## What you are asked to do
Everything in the listing below has to be repeated exactly, except the pictures.

Data to process Block Start

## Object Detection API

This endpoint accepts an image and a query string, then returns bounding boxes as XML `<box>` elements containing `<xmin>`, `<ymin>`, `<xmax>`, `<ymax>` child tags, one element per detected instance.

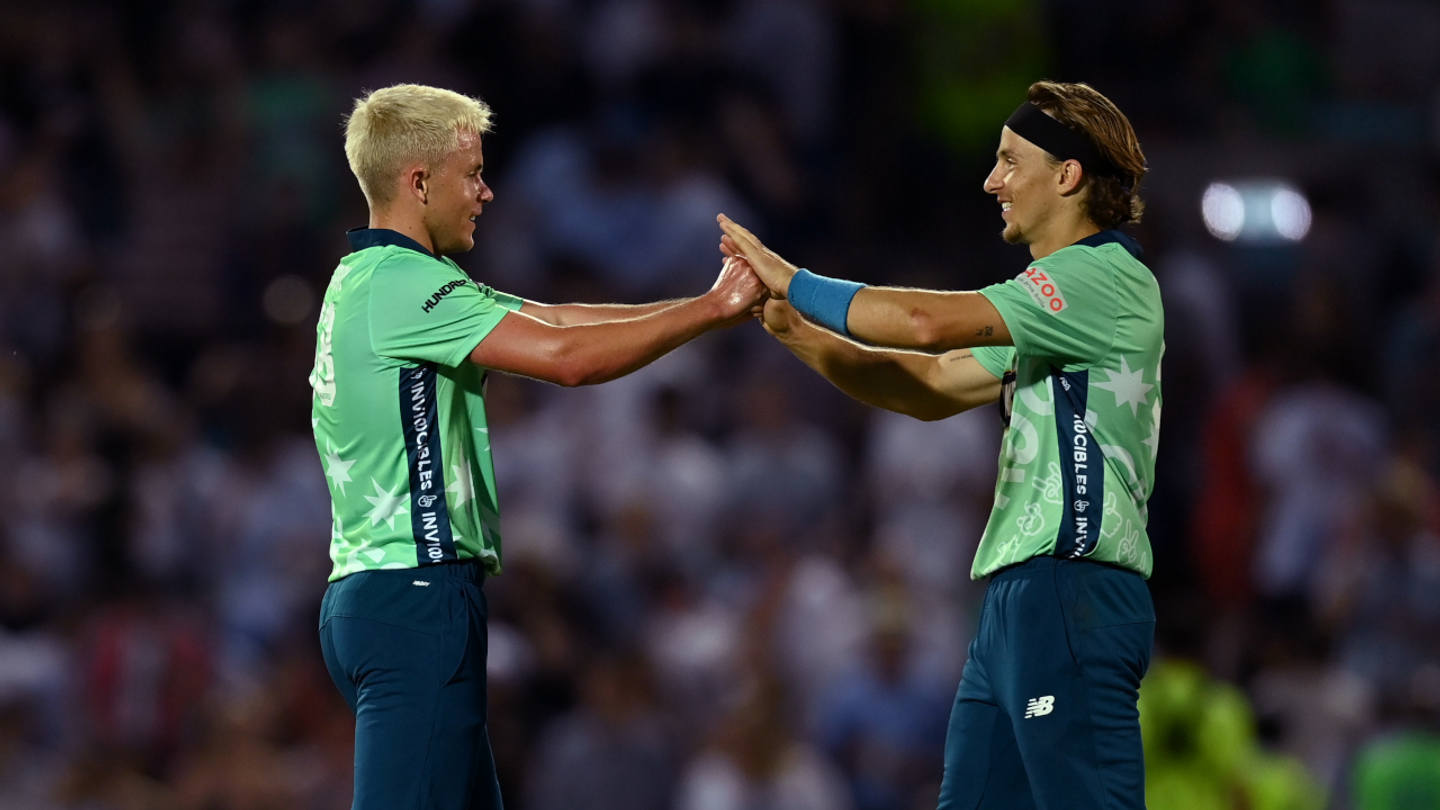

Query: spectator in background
<box><xmin>79</xmin><ymin>585</ymin><xmax>210</xmax><ymax>776</ymax></box>
<box><xmin>524</xmin><ymin>654</ymin><xmax>676</xmax><ymax>810</ymax></box>
<box><xmin>817</xmin><ymin>608</ymin><xmax>951</xmax><ymax>810</ymax></box>
<box><xmin>1317</xmin><ymin>457</ymin><xmax>1440</xmax><ymax>715</ymax></box>
<box><xmin>0</xmin><ymin>699</ymin><xmax>64</xmax><ymax>810</ymax></box>
<box><xmin>1249</xmin><ymin>364</ymin><xmax>1387</xmax><ymax>609</ymax></box>
<box><xmin>677</xmin><ymin>673</ymin><xmax>853</xmax><ymax>810</ymax></box>
<box><xmin>0</xmin><ymin>0</ymin><xmax>1434</xmax><ymax>805</ymax></box>
<box><xmin>865</xmin><ymin>405</ymin><xmax>997</xmax><ymax>598</ymax></box>
<box><xmin>493</xmin><ymin>117</ymin><xmax>756</xmax><ymax>298</ymax></box>
<box><xmin>170</xmin><ymin>694</ymin><xmax>299</xmax><ymax>810</ymax></box>
<box><xmin>725</xmin><ymin>366</ymin><xmax>844</xmax><ymax>536</ymax></box>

Data to process Block End

## Result of this task
## Object Detection API

This endpoint accepts an image and a query string, then returns bounding boxes as XML `<box>` elements containing `<xmin>`, `<ymin>`, `<xmax>`, `<ymax>` child tags, one element per detected instance.


Query: spectator in background
<box><xmin>79</xmin><ymin>585</ymin><xmax>210</xmax><ymax>776</ymax></box>
<box><xmin>524</xmin><ymin>654</ymin><xmax>676</xmax><ymax>810</ymax></box>
<box><xmin>817</xmin><ymin>608</ymin><xmax>951</xmax><ymax>810</ymax></box>
<box><xmin>1317</xmin><ymin>457</ymin><xmax>1440</xmax><ymax>715</ymax></box>
<box><xmin>0</xmin><ymin>699</ymin><xmax>64</xmax><ymax>810</ymax></box>
<box><xmin>1249</xmin><ymin>364</ymin><xmax>1387</xmax><ymax>609</ymax></box>
<box><xmin>677</xmin><ymin>673</ymin><xmax>853</xmax><ymax>810</ymax></box>
<box><xmin>0</xmin><ymin>0</ymin><xmax>1434</xmax><ymax>805</ymax></box>
<box><xmin>865</xmin><ymin>405</ymin><xmax>997</xmax><ymax>598</ymax></box>
<box><xmin>493</xmin><ymin>117</ymin><xmax>756</xmax><ymax>298</ymax></box>
<box><xmin>170</xmin><ymin>694</ymin><xmax>299</xmax><ymax>810</ymax></box>
<box><xmin>725</xmin><ymin>366</ymin><xmax>844</xmax><ymax>536</ymax></box>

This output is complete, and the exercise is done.